## EXTRACT PROVIDED
While providing a nice physical demonstration of why all hidden-variable theories are doomed to failure, Feynman also asked a more interesting question in his paper. Would it be possible to invent a computer that was quantum mechanical in nature? Namely, if the fundamental computer bits were quantum objects, like, say, the spin of an electron, could one then numerically simulate exactly the behavior of any quantum mechanical system, and thus address quantum mechanical simulations that no classical computer could efficiently handle?

His initial answer in the 1982 paper was a resounding “probably.” However, he continued to think about this question, spurred on by work by Charles Bennett, a physicist at IBM laboratories who had demonstrated that much of the conventional wisdom about the physics of computing was incorrect. In particular, the assumption was that every time a computer does a computation, it would have to dissipate energy as heat (after all, anyone who has worked with a laptop knows how hot it can get). However, Bennett showed that it is possible, in principle, to perform a computer computation “reversibly.” In other words, it is theoretically possible to perform such a calculation and then perform exactly the reverse operations and end up where one began, without any loss of energy to heat.

The question arose, would the quantum mechanical world, with all of its quantum fluctuations, spoil this result? In a paper in 1985, Feynman demonstrated that the answer was no. But in order to do this, he had to come up with a theoretical model for a universal quantum computer—namely, a purely quantum mechanical system whose evolution could be controlled to produce the necessary logical elements that are part of a universal computing system (that is, “and”, “not”, “or,” etc.). He developed a model for such a computer and described how one might operate it in principle, thus concluding, “At any rate, it seems that the laws of physics present no barrier to reducing the size of computers until bits are the size of atoms, and quantum behavior holds dominant sway.”

## DIRECTIVE A
Update the records starting with the line with "Target: fire truck" and going on through the line with "(1209, 600)", replacing "street lamp post" with "street light pole" and keeping everything else unchanged. Give back only those lines.

[Coordinate annotation entries]

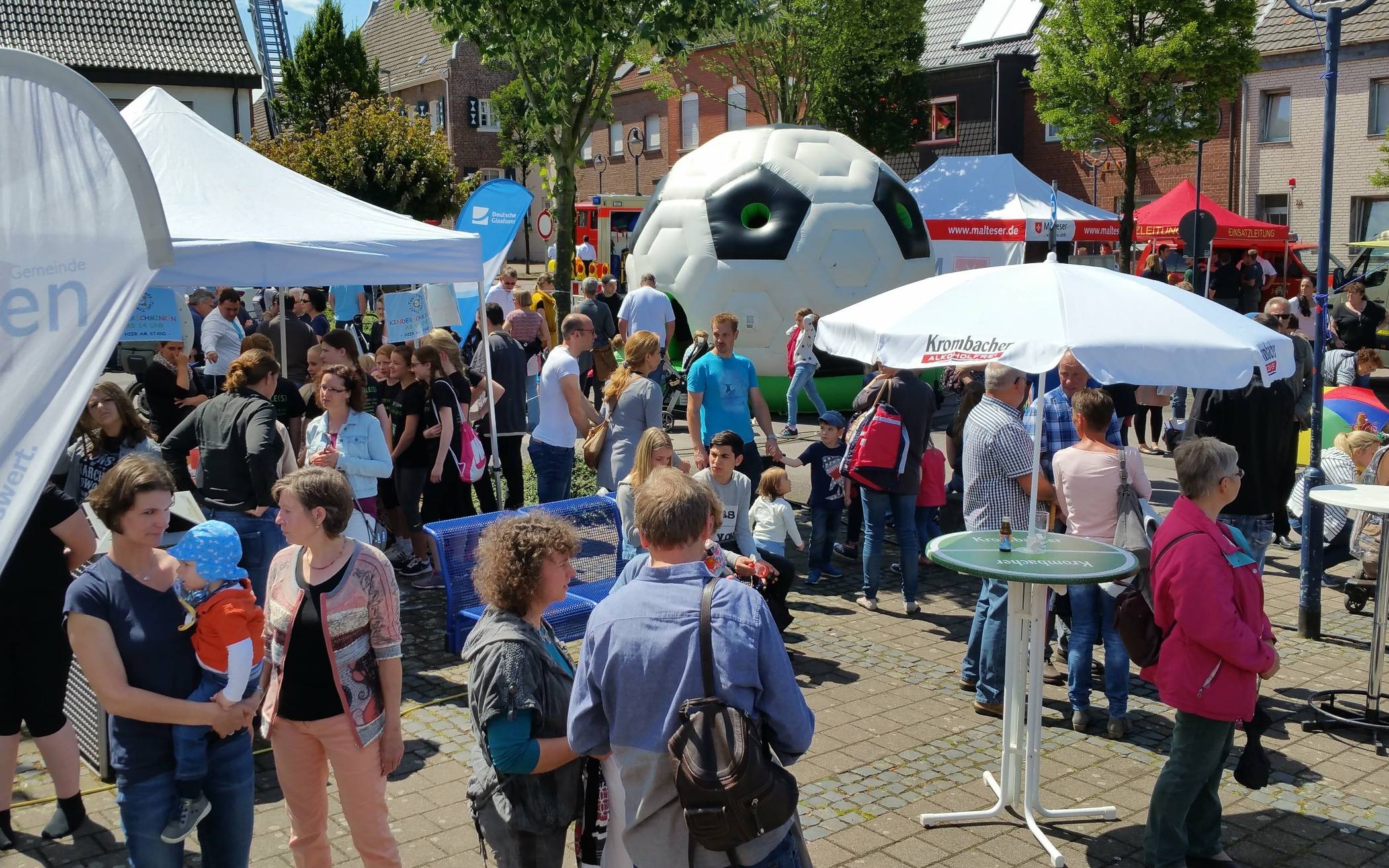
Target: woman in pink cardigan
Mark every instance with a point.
(332, 686)
(1209, 602)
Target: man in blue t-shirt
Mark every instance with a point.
(723, 396)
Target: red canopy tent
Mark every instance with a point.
(1159, 221)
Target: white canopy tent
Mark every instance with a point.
(238, 218)
(980, 212)
(81, 235)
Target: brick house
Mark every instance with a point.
(1283, 107)
(193, 49)
(670, 127)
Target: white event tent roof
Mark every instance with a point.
(238, 218)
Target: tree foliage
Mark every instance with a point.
(1145, 75)
(378, 153)
(328, 68)
(566, 58)
(852, 65)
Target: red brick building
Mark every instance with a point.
(704, 106)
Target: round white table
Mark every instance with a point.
(1067, 560)
(1367, 499)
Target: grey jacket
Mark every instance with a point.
(513, 671)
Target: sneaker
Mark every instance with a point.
(1081, 720)
(988, 709)
(190, 811)
(1117, 728)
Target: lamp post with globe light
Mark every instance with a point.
(635, 145)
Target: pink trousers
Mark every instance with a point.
(303, 753)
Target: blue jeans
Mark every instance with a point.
(190, 742)
(803, 378)
(1092, 614)
(532, 403)
(876, 528)
(988, 642)
(553, 471)
(226, 835)
(824, 528)
(928, 527)
(1257, 530)
(261, 539)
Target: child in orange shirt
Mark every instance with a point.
(228, 641)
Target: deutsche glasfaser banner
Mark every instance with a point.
(67, 286)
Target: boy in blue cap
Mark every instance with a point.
(228, 641)
(827, 493)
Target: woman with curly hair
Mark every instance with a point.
(108, 430)
(525, 779)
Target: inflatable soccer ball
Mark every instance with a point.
(767, 219)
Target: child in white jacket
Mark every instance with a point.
(773, 517)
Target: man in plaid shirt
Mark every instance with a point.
(1058, 428)
(997, 484)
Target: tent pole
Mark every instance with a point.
(495, 464)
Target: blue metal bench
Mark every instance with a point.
(599, 561)
(457, 542)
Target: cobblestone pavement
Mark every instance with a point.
(895, 738)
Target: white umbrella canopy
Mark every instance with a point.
(1124, 329)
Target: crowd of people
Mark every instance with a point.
(323, 453)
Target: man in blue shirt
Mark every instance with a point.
(723, 395)
(641, 663)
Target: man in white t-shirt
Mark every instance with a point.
(501, 292)
(564, 414)
(648, 309)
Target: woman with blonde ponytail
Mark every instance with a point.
(631, 405)
(239, 453)
(1341, 464)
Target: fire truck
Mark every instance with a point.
(606, 223)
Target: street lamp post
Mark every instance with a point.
(1309, 598)
(635, 145)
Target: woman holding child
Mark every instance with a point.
(124, 621)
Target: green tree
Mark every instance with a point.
(1381, 175)
(523, 145)
(566, 58)
(852, 65)
(1145, 75)
(378, 153)
(328, 68)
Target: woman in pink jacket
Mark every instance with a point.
(1209, 600)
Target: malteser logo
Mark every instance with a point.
(963, 349)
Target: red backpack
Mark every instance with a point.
(878, 445)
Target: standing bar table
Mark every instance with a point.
(1067, 560)
(1326, 714)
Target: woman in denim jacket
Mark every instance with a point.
(346, 438)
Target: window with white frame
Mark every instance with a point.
(689, 121)
(1380, 107)
(942, 127)
(738, 107)
(487, 118)
(1275, 124)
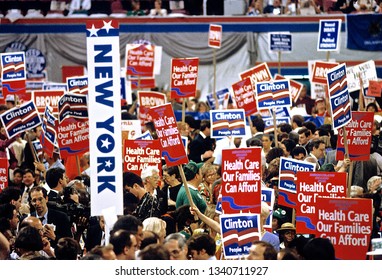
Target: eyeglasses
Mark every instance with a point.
(175, 253)
(34, 200)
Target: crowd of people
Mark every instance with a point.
(161, 8)
(46, 215)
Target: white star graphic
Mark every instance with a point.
(105, 143)
(93, 31)
(107, 26)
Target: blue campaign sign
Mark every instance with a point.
(339, 96)
(280, 42)
(273, 93)
(238, 233)
(288, 170)
(328, 35)
(227, 123)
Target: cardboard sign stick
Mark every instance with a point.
(183, 110)
(346, 155)
(214, 85)
(275, 126)
(250, 123)
(78, 165)
(361, 106)
(181, 172)
(35, 157)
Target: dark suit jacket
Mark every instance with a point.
(199, 146)
(62, 223)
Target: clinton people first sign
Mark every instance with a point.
(339, 96)
(227, 123)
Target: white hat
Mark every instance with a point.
(376, 247)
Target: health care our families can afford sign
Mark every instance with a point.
(241, 180)
(13, 74)
(227, 123)
(140, 60)
(348, 223)
(294, 87)
(148, 99)
(184, 77)
(273, 94)
(310, 186)
(287, 179)
(168, 134)
(339, 96)
(215, 36)
(43, 98)
(138, 154)
(358, 135)
(241, 200)
(244, 96)
(238, 233)
(105, 128)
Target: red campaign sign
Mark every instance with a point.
(138, 154)
(47, 97)
(148, 99)
(311, 185)
(140, 60)
(245, 96)
(142, 83)
(374, 89)
(348, 223)
(184, 77)
(241, 180)
(294, 87)
(71, 71)
(215, 36)
(168, 134)
(3, 173)
(358, 134)
(320, 70)
(18, 88)
(259, 73)
(73, 137)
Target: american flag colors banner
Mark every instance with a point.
(245, 96)
(20, 119)
(287, 179)
(168, 134)
(103, 61)
(72, 105)
(311, 185)
(184, 77)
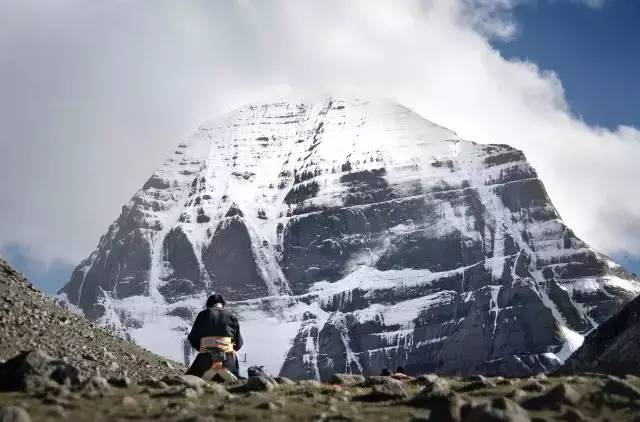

## DIRECTIVE B
Answer these questions from the passage on Feynman and quantum computing:
(i) In what year did Feynman publish the paper showing that quantum fluctuations would not spoil Bennett's result?
(ii) Where did Charles Bennett work as a physicist?
(iii) What was Feynman's initial answer in his 1982 paper?

## RESULT A
Target: fire truck
Mark every instance with a point.
(606, 223)
Target: street light pole
Mark every instance with a point.
(1309, 598)
(635, 145)
Target: woman holding child
Mark every instance with a point.
(124, 621)
Target: green tree
Mark every instance with a point.
(1381, 175)
(523, 145)
(566, 58)
(852, 65)
(1145, 75)
(378, 153)
(328, 68)
Target: woman in pink jacket
Mark every instance with a point.
(1209, 600)

## RESULT B
(i) 1985
(ii) IBM laboratories
(iii) "Probably."